======== PROVIDED TEXT
So whether this was Bagley himself engaging in his typical pretexting/cyber-fraud.false identity or just another Overstock parrot is irrelevant. What is fascinating to me is that somehow, these people somehow equate accounting fraud into positive earnings.

Comments

Please use the comments to demonstrate your own ignorance, unfamiliarity with empirical data, ability to repeat discredited memes, and lack of respect for scientific knowledge. Also, be sure to create straw men and argue against things I have neither said nor even implied. Any irrelevancies you can mention will also be appreciated. Lastly, kindly forgo all civility in your discourse . . . you are, after all, anonymous.

6 Responses to “More Overstock Pretexting?”

  1. SEC Investigations Says:

    From the Overstock 10-Q
    page 17:

    Problems with Marin County criminal investigation may cost the company $8.5 million (they say $8.5 million in one place and $7.5 million in another place).

    On April 15, 2008, the Company received a letter from the Office of the District Attorney of Marin County, California, stating that the District Attorneys of Marin and four other counties in Northern California have begun an investigation into the way the Company advertises products for sale, together with an administrative subpoena seeking related information and documents. The subpoena requests a range of documents, including documents relating to pricing methodologies, definitions of core and partner product, as well as other site-defined terms, and the methods of internal and external pricing of products, as well as documents related to the pricing of a list of product items identified in the subpoena. The Company has responded to the subpoena and has engaged in resolution discussions with these authorities. In January 2010, attorneys for the Company received correspondence from the Office of the District Attorney of County of Santa Clara in which the same offices of the various district attorneys made a collective proposal to resolve the dispute by the Company’s payment of $8.5 million. In March 2010, the Company received correspondence from the Office of the District Attorney of the County of Monterey in which the respective offices of the various district attorneys have made a collective proposal to resolve the dispute by the Company’s payment of $7.5 million in penalties and reimbursement. The Company disagrees with the proposal and continues to discuss this matter with the authorities involved. The Company believes that it follows industry advertising practices and intends to continue to cooperate with the investigation.
================
======== ROWS
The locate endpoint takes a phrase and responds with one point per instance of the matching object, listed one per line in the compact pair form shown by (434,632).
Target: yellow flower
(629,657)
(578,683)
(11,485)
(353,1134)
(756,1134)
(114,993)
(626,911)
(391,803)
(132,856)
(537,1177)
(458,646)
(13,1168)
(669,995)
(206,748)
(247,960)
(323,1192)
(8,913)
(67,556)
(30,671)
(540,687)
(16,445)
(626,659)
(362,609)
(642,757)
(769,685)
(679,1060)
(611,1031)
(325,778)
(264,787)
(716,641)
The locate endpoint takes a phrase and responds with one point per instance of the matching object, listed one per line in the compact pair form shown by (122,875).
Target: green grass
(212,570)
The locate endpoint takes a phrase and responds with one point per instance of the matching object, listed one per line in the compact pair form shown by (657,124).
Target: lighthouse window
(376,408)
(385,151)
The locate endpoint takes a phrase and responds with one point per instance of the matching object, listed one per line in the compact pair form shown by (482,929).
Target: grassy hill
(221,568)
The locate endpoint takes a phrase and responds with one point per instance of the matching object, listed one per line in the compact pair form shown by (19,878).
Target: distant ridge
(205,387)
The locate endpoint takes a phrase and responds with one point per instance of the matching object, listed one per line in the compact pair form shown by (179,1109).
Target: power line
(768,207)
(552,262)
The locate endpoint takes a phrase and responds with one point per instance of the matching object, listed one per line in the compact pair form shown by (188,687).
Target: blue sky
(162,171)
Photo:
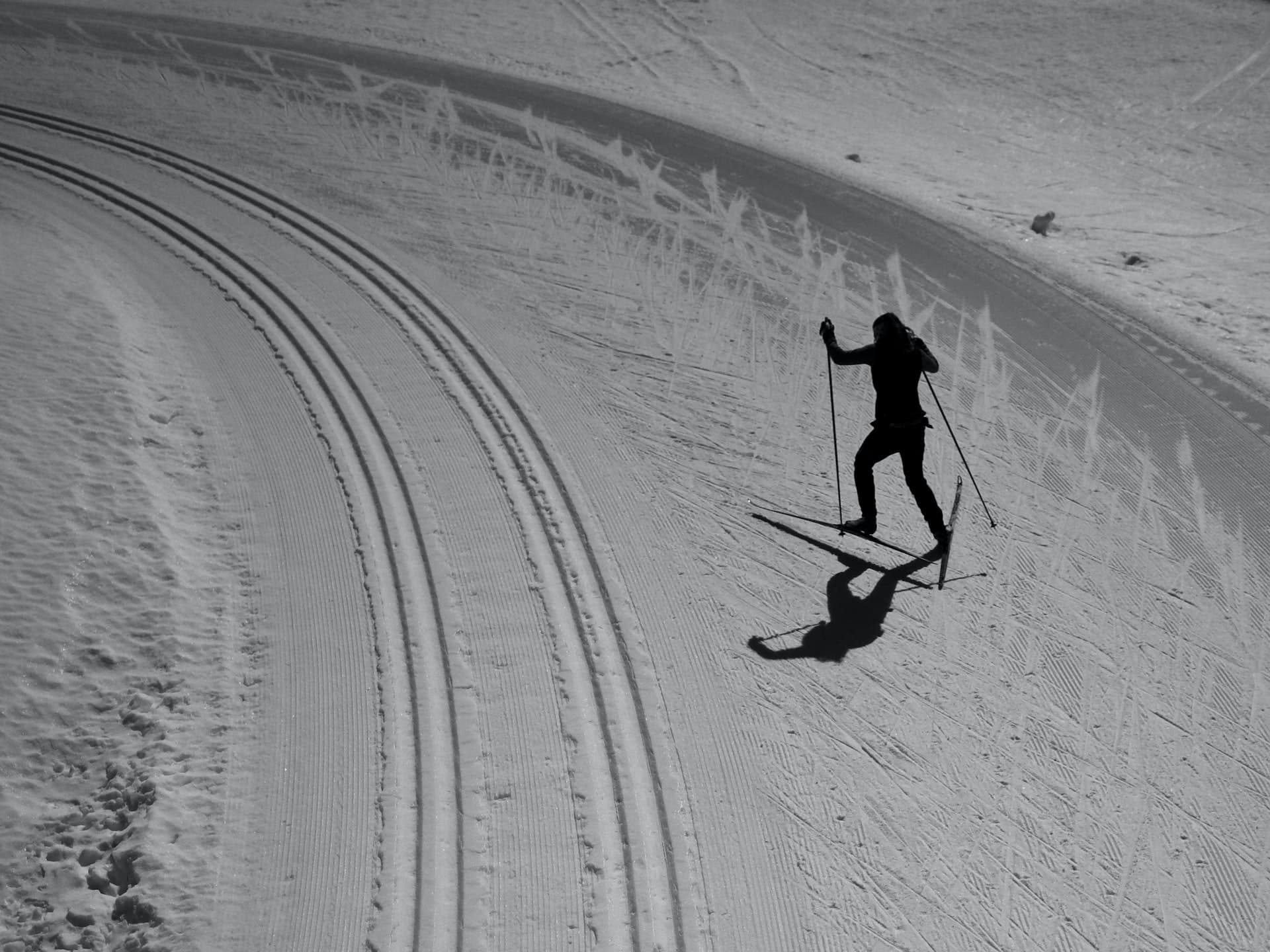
================
- _ACTIONS TO TAKE_:
1. Retype the Overstock text word for word, starting at "So whether this" and ending at "after all, anonymous.".
2. In the Overstock text, on what date did the Company receive a letter from the Office of the District Attorney of Marin County?

- _TASK-BY-TASK RESULTS_:
1.
So whether this was Bagley himself engaging in his typical pretexting/cyber-fraud.false identity or just another Overstock parrot is irrelevant. What is fascinating to me is that somehow, these people somehow equate accounting fraud into positive earnings.

Comments

Please use the comments to demonstrate your own ignorance, unfamiliarity with empirical data, ability to repeat discredited memes, and lack of respect for scientific knowledge. Also, be sure to create straw men and argue against things I have neither said nor even implied. Any irrelevancies you can mention will also be appreciated. Lastly, kindly forgo all civility in your discourse . . . you are, after all, anonymous.

2. April 15, 2008